● WHAT THIS TASK INVOLVES: Return each line from the rows below that contains the word "carpeted".

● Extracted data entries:
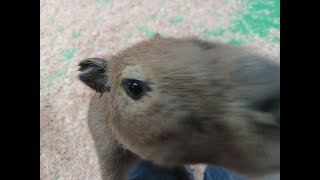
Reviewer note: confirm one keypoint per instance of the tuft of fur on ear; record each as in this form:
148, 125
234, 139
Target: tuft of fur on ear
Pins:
93, 74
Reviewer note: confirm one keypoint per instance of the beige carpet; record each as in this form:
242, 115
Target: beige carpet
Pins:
72, 30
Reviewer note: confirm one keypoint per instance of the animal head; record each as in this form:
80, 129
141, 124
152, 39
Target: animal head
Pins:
210, 102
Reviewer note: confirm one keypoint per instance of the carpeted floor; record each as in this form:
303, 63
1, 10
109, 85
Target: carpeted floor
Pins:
72, 30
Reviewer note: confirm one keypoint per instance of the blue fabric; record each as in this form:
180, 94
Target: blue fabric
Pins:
143, 170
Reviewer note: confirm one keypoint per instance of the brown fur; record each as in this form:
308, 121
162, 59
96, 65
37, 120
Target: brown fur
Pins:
207, 104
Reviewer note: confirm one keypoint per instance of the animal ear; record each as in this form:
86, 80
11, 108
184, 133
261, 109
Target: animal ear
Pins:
93, 74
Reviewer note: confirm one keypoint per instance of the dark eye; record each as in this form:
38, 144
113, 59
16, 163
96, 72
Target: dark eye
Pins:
135, 88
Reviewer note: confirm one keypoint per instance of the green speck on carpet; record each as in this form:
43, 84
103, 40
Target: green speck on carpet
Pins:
68, 55
175, 20
76, 35
146, 32
57, 75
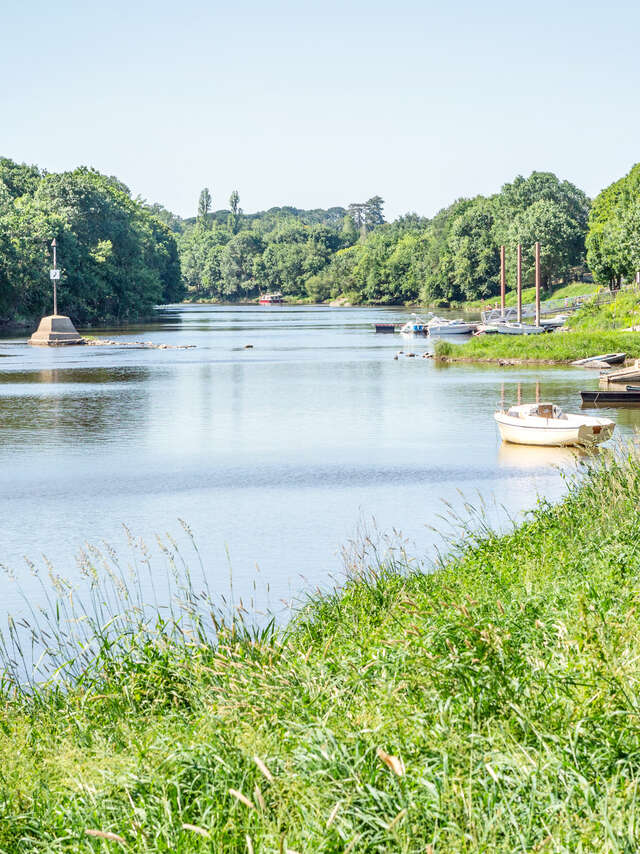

● TASK OUTPUT:
Reviewer note: confirm one keypoint per instance of the carpeted floor; record each as in this form:
Target: carpeted floor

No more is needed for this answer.